[Your task]: Set each line of the records down again exactly, please.

[Data records]
******************************

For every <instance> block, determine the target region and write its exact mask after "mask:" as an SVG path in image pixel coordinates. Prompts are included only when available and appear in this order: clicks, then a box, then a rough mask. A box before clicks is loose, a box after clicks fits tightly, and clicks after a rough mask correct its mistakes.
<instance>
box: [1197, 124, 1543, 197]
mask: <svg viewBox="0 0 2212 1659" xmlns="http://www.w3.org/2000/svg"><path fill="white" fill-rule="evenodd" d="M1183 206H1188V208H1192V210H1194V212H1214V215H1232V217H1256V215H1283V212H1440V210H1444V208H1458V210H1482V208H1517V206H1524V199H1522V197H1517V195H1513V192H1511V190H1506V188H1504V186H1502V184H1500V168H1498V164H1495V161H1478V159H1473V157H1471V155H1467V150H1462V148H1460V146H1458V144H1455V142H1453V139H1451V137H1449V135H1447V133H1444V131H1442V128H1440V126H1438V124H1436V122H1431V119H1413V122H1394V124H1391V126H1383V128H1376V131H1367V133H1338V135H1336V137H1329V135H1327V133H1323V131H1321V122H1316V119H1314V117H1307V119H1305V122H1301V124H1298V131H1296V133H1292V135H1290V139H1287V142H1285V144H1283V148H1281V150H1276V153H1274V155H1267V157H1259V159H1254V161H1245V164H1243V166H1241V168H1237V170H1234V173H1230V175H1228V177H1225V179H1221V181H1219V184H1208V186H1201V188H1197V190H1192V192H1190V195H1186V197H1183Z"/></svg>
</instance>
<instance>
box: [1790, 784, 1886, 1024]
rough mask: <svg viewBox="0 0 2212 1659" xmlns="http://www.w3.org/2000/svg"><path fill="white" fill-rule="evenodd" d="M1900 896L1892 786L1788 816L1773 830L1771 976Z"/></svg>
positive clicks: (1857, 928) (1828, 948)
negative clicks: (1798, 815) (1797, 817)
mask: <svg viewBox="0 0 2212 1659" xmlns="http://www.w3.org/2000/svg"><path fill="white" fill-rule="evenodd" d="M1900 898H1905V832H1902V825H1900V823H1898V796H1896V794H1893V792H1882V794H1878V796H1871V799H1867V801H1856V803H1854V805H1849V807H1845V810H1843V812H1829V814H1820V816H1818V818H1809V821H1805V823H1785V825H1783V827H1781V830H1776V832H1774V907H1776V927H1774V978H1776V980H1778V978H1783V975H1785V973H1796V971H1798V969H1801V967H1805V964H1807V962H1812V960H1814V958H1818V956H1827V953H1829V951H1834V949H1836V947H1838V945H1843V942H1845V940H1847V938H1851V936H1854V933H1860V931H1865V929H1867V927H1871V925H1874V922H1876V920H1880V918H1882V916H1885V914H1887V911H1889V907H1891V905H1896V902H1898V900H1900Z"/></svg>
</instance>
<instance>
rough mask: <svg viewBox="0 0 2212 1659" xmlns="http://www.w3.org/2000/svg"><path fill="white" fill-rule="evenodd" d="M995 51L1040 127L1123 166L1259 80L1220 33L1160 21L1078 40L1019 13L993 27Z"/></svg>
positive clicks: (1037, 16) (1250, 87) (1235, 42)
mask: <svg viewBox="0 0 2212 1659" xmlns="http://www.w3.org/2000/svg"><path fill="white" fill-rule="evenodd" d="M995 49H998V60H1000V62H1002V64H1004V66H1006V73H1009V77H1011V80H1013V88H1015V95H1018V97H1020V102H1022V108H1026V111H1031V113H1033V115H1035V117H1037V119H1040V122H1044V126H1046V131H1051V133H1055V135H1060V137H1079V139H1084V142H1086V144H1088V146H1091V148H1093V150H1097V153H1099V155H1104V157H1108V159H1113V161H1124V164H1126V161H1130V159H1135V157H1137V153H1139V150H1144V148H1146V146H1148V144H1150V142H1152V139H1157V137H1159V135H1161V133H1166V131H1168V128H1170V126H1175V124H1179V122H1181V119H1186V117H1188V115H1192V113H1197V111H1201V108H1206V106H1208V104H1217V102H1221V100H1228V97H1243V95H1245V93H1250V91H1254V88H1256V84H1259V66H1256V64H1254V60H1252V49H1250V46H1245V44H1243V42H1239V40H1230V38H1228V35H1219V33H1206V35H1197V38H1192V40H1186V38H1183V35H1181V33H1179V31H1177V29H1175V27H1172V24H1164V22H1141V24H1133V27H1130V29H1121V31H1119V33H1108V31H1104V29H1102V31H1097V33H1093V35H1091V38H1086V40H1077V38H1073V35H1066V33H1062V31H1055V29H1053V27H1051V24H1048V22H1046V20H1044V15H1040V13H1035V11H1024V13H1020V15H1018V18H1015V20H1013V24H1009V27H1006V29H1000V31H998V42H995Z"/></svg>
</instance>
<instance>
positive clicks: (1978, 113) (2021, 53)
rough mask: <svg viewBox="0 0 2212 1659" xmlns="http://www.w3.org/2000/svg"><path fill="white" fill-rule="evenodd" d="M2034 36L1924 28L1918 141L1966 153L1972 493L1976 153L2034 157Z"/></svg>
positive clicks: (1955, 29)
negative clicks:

******************************

[Solution below]:
For every <instance> block, determine the target region and write its exact mask after "mask:" as an SVG path in image pixel coordinates. Prompts are included only when available and appear in this order: clicks, then a box, then a rough mask. A box before clicks is loose, a box after clicks fits tightly, and clicks after a rough mask correct its mistakes.
<instance>
box: [1197, 124, 1543, 197]
mask: <svg viewBox="0 0 2212 1659" xmlns="http://www.w3.org/2000/svg"><path fill="white" fill-rule="evenodd" d="M1183 206H1188V208H1192V210H1194V212H1214V215H1232V217H1256V215H1283V212H1440V210H1444V208H1458V210H1482V208H1517V206H1524V199H1522V197H1517V195H1513V192H1511V190H1506V188H1504V186H1502V184H1500V168H1498V164H1495V161H1478V159H1473V157H1471V155H1467V150H1462V148H1460V146H1458V144H1455V142H1453V139H1451V137H1449V135H1447V133H1444V131H1442V128H1440V126H1438V124H1436V122H1431V119H1413V122H1394V124H1391V126H1383V128H1376V131H1367V133H1338V135H1336V137H1329V135H1327V133H1323V131H1321V122H1316V119H1314V117H1307V119H1305V122H1301V124H1298V131H1296V133H1292V135H1290V139H1287V142H1285V144H1283V148H1281V150H1276V153H1274V155H1267V157H1259V159H1254V161H1245V164H1243V166H1241V168H1237V170H1234V173H1230V175H1228V177H1225V179H1221V181H1219V184H1208V186H1201V188H1197V190H1192V192H1190V195H1186V197H1183Z"/></svg>
</instance>
<instance>
box: [1790, 784, 1886, 1024]
rough mask: <svg viewBox="0 0 2212 1659" xmlns="http://www.w3.org/2000/svg"><path fill="white" fill-rule="evenodd" d="M1900 896L1892 786L1788 816L1773 830L1771 976Z"/></svg>
positive clicks: (1857, 928) (1828, 948)
negative clicks: (1798, 815) (1797, 817)
mask: <svg viewBox="0 0 2212 1659" xmlns="http://www.w3.org/2000/svg"><path fill="white" fill-rule="evenodd" d="M1900 898H1905V832H1902V825H1900V823H1898V796H1896V794H1893V792H1882V794H1878V796H1871V799H1867V801H1856V803H1854V805H1849V807H1845V810H1843V812H1829V814H1820V816H1818V818H1809V821H1805V823H1785V825H1783V827H1781V830H1776V832H1774V907H1776V927H1774V978H1776V980H1778V978H1783V975H1785V973H1796V971H1798V969H1801V967H1805V964H1807V962H1812V960H1814V958H1818V956H1827V953H1829V951H1834V949H1836V947H1838V945H1843V942H1845V940H1847V938H1851V936H1854V933H1860V931H1865V929H1867V927H1871V925H1874V922H1876V920H1880V918H1882V916H1885V914H1887V911H1889V907H1891V905H1896V902H1898V900H1900Z"/></svg>
</instance>
<instance>
rough mask: <svg viewBox="0 0 2212 1659" xmlns="http://www.w3.org/2000/svg"><path fill="white" fill-rule="evenodd" d="M995 51L1040 127L1123 166L1259 80L1220 33L1160 21L1078 40L1019 13L993 27Z"/></svg>
positive clicks: (1037, 16) (1250, 87) (1235, 42)
mask: <svg viewBox="0 0 2212 1659" xmlns="http://www.w3.org/2000/svg"><path fill="white" fill-rule="evenodd" d="M995 49H998V60H1000V62H1002V64H1004V66H1006V73H1009V77H1011V80H1013V88H1015V95H1018V97H1020V102H1022V108H1026V111H1031V113H1033V115H1035V117H1037V119H1040V122H1044V126H1046V131H1051V133H1055V135H1060V137H1079V139H1084V142H1086V144H1088V146H1091V148H1093V150H1097V153H1099V155H1104V157H1108V159H1113V161H1124V164H1126V161H1130V159H1135V157H1137V153H1139V150H1144V148H1146V146H1148V144H1150V142H1152V139H1157V137H1159V135H1161V133H1166V131H1168V128H1170V126H1175V124H1179V122H1181V119H1186V117H1188V115H1192V113H1197V111H1201V108H1206V106H1208V104H1217V102H1221V100H1228V97H1243V95H1245V93H1250V91H1254V88H1256V84H1259V66H1256V64H1254V60H1252V49H1250V46H1245V44H1243V42H1239V40H1230V38H1228V35H1219V33H1206V35H1197V38H1192V40H1186V38H1183V35H1181V33H1179V31H1177V29H1175V27H1172V24H1164V22H1141V24H1133V27H1130V29H1121V31H1119V33H1108V31H1104V29H1102V31H1097V33H1093V35H1091V38H1086V40H1077V38H1073V35H1066V33H1062V31H1055V29H1053V27H1051V24H1048V22H1046V20H1044V15H1040V13H1035V11H1024V13H1020V15H1018V18H1015V20H1013V24H1009V27H1006V29H1000V31H998V42H995Z"/></svg>
</instance>
<instance>
positive clicks: (1978, 113) (2021, 53)
rough mask: <svg viewBox="0 0 2212 1659" xmlns="http://www.w3.org/2000/svg"><path fill="white" fill-rule="evenodd" d="M2034 36L1924 28L1918 141L1966 153L1972 493L1976 153L2034 157Z"/></svg>
positive clicks: (1955, 29)
negative clicks:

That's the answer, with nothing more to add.